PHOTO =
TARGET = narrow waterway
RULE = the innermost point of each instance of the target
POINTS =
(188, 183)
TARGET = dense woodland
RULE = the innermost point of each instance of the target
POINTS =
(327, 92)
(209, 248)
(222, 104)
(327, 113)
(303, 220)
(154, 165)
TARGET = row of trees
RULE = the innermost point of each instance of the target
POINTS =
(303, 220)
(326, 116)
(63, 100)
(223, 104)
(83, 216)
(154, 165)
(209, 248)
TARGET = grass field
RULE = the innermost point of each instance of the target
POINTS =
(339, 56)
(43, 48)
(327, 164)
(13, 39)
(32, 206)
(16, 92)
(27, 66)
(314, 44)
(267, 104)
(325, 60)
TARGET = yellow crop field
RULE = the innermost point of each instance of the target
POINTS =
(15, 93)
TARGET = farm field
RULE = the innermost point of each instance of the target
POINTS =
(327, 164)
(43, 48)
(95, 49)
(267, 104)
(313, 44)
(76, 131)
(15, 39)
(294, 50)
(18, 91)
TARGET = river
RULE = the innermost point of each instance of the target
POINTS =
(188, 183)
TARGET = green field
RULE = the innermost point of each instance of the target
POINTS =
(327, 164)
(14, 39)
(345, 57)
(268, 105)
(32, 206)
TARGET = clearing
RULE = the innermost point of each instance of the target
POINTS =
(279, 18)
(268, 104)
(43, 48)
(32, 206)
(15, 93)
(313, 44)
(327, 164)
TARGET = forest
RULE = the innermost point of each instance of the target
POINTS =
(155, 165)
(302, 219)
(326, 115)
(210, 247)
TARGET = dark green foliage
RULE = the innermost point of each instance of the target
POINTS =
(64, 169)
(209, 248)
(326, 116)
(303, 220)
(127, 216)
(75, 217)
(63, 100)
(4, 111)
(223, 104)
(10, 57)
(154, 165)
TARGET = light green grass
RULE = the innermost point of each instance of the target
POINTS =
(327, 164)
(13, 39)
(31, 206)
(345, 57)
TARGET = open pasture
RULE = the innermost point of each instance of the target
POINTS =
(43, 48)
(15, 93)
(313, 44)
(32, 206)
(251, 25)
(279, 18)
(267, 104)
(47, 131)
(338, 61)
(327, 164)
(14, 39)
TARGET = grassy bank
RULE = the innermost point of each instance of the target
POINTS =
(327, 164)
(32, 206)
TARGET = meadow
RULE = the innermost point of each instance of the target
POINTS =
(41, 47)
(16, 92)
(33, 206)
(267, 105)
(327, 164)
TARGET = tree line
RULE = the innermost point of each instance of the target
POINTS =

Problem to work on:
Please transcribe the entries above exactly as written.

Reply:
PHOTO =
TARGET = narrow waterway
RULE = the innermost point of each instance of the target
POINTS =
(188, 183)
TARGET = dense woodland
RULE = the innermost point of each instance of the target
POINTS =
(327, 92)
(209, 248)
(222, 104)
(327, 113)
(303, 220)
(154, 165)
TARGET = row of trees
RULE = the innermost point of each instance of the target
POINTS =
(303, 220)
(326, 116)
(63, 100)
(223, 104)
(83, 216)
(154, 165)
(209, 248)
TARGET = grass field
RULE = the innermost point of each instance of the target
POINTS =
(339, 56)
(43, 48)
(327, 164)
(13, 39)
(32, 206)
(16, 92)
(27, 66)
(314, 44)
(267, 104)
(325, 60)
TARGET = yellow crop field
RULE = the innermost point of each instance of the target
POINTS =
(15, 93)
TARGET = farm field
RULE = the innermost point of each instance of the target
POINTS =
(327, 164)
(43, 48)
(95, 49)
(267, 104)
(313, 44)
(76, 131)
(15, 39)
(294, 50)
(18, 91)
TARGET = river
RULE = the innermost point of each instance of the target
POINTS =
(188, 183)
TARGET = green field
RULE = the innermost point of each instance of the target
POINTS =
(327, 164)
(14, 39)
(345, 57)
(268, 105)
(32, 206)
TARGET = clearing
RULE = the innermost point of each instance of the target
POINTS =
(279, 18)
(268, 104)
(43, 48)
(32, 206)
(15, 93)
(313, 44)
(327, 164)
TARGET = forest
RULE = the innermost point of each instance of the target
POINTS =
(155, 165)
(302, 219)
(326, 115)
(210, 247)
TARGET = dark green foliage
RULE = the innermost point of each instance of the target
POINTS =
(64, 169)
(209, 248)
(326, 116)
(303, 220)
(127, 216)
(75, 217)
(63, 100)
(4, 111)
(223, 104)
(10, 57)
(154, 165)
TARGET = light green grass
RULE = the innermost point of each instance of the target
POINTS =
(327, 164)
(13, 39)
(31, 206)
(345, 57)
TARGET = open pasture
RULE = the innermost point of each instance of the target
POINTS =
(43, 48)
(15, 93)
(313, 44)
(32, 206)
(251, 25)
(279, 18)
(267, 104)
(47, 131)
(338, 61)
(327, 164)
(14, 39)
TARGET = grassy bank
RULE = the innermost point of each instance of the target
POINTS =
(327, 164)
(32, 206)
TARGET = meadow
RULE = the innermost point of each instance of the target
POINTS =
(41, 47)
(16, 92)
(33, 206)
(267, 105)
(327, 164)
TARGET = tree line
RULE = the innermost point of each instance of the target
POINTS =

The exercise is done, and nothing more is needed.